[Available records]:
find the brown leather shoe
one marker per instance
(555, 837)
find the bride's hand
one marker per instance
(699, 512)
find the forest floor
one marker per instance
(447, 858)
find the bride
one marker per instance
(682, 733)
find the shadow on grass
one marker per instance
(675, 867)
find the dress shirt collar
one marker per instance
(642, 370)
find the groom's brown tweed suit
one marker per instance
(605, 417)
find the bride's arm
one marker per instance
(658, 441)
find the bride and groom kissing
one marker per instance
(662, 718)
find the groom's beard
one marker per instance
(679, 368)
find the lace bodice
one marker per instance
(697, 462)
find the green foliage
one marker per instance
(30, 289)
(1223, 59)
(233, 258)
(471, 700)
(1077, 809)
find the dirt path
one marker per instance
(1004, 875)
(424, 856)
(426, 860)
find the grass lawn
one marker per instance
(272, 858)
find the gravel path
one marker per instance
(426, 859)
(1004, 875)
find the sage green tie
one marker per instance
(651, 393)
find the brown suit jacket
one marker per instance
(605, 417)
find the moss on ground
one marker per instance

[Work to complete]:
Write out the lines again, starting at the one that contains "find the gravel path" and ending at the last line, shifting every coordinate in the answers by adding 48 to each number. Keep all other lines unchanged.

[Answer to the task]:
find the gravel path
one marker per instance
(474, 907)
(1052, 923)
find the sage green tie
one marker per instance
(699, 441)
find the brown suit jacket
one marker per instance
(653, 465)
find the moss on ground
one marker per instance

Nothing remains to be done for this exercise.